[Start of Task input]
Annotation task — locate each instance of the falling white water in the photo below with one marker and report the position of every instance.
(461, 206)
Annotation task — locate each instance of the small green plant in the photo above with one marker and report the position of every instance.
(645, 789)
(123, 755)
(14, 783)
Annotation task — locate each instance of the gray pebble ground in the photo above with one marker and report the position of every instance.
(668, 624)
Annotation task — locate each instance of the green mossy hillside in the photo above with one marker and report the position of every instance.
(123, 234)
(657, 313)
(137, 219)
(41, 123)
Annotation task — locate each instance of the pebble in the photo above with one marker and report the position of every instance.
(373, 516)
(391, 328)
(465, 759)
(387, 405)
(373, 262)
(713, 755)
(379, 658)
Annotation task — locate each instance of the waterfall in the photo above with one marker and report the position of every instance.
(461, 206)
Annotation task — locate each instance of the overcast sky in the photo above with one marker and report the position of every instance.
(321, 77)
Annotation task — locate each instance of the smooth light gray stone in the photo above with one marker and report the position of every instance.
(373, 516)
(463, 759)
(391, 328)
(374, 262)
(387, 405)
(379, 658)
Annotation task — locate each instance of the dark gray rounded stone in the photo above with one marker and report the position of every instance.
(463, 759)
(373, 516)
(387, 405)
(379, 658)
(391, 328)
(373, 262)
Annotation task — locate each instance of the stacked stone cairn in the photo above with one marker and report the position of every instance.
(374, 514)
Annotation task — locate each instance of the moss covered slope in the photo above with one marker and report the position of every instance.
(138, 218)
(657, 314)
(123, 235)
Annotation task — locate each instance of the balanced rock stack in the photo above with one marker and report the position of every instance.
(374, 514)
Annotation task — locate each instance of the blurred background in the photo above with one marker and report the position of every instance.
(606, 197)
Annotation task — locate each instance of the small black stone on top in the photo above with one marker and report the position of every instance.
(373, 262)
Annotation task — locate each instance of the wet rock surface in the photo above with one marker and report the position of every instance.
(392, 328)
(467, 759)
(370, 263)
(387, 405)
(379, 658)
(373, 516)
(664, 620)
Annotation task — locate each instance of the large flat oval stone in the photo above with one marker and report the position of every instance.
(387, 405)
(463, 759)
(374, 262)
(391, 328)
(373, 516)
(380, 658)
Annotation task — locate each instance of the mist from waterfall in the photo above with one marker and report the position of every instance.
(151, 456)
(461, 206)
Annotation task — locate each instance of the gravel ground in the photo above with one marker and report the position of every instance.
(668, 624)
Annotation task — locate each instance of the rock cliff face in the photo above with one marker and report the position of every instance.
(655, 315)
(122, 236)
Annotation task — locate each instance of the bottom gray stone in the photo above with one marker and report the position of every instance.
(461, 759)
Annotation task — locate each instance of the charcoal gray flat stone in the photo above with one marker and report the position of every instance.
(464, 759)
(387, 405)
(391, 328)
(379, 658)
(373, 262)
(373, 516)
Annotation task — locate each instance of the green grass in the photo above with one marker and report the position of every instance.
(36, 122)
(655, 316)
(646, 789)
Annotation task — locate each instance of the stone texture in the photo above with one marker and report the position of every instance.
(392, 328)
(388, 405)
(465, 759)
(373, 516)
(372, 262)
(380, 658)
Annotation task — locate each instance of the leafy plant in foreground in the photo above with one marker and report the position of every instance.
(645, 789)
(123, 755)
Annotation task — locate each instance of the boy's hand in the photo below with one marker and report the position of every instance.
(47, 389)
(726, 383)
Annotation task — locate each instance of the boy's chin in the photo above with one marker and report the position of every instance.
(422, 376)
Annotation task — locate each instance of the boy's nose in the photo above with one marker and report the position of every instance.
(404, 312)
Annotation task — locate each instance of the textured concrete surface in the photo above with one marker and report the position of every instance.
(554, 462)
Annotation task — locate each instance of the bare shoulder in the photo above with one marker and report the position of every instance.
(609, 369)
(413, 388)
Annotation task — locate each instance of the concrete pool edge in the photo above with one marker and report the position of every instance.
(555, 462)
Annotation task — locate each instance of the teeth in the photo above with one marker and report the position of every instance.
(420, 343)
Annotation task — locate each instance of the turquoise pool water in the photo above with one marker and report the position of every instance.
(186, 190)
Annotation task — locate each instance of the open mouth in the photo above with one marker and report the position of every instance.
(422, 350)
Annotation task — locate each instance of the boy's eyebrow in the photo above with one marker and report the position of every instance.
[End of Task input]
Written request: Find the line with "Annotation task — locate each instance of the boy's chin" in the listing above, then write out that line and each remaining line exactly, with no other text.

Response to the task:
Annotation task — locate each instance of the boy's chin in the photo above with one marker and report the position of every instance.
(422, 376)
Annotation task — locate each instance of the boy's nose in the photo above with one marker and report the position of every instance.
(404, 312)
Annotation task — locate each instance of the textured concrete surface in the photo above with one marker and report the position of every instance.
(554, 462)
Annotation task — locate each instance of the bare shoulder in the photo above with one marker and report the position of every instance.
(609, 369)
(413, 388)
Annotation task — locate each instance of the concrete pool edge in the photo above with one marker and report the position of every instance.
(555, 462)
Annotation task — locate each instance of the teeth in the photo above with one marker and report the position of every instance.
(420, 343)
Annotation task — locate each instance of the turquoise pool water in the photo above with one marker and report the position of every instance.
(186, 190)
Annotation task — locate each instance of the open mouth in the photo above with one marker and report the position of every instance.
(422, 350)
Annotation task — locate each instance of the boy's eyebrow in the photo above with one marker and report the position of every instance.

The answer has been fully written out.